> [Task goal] Where a line in the listing below holds "wood", add it to the tally, and reply with that tally alone.

> [Dataset]
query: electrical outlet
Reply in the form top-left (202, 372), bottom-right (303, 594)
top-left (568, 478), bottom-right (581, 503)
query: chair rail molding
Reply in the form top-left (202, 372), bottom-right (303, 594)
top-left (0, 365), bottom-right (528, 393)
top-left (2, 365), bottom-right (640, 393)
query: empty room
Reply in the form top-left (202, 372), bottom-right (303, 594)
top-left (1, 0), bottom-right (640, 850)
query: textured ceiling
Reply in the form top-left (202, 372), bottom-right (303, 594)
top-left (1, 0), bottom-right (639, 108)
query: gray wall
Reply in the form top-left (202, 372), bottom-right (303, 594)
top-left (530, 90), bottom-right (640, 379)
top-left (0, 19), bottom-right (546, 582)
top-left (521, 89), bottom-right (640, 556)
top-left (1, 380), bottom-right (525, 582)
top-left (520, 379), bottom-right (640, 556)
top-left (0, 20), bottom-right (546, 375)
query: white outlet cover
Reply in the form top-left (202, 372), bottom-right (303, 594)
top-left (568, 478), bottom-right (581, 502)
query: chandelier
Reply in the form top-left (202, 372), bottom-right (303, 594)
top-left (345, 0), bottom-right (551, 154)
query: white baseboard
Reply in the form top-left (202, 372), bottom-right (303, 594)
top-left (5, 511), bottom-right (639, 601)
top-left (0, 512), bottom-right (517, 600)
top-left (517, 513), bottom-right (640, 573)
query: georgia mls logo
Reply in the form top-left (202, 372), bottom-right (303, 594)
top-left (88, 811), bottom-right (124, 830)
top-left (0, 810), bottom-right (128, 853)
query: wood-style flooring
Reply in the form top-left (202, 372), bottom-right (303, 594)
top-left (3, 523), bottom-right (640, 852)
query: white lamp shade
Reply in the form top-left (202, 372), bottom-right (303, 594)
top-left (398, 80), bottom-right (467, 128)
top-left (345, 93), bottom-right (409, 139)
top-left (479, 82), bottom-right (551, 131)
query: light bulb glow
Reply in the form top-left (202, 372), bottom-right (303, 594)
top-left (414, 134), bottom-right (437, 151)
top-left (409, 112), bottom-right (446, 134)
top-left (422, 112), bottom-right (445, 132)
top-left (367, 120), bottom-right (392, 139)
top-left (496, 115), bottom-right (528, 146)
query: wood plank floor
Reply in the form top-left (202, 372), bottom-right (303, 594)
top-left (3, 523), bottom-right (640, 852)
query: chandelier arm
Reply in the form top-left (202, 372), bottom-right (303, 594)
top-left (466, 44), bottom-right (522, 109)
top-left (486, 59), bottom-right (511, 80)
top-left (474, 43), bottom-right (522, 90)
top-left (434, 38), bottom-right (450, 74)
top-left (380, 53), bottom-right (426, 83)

> [Answer to the exercise] 2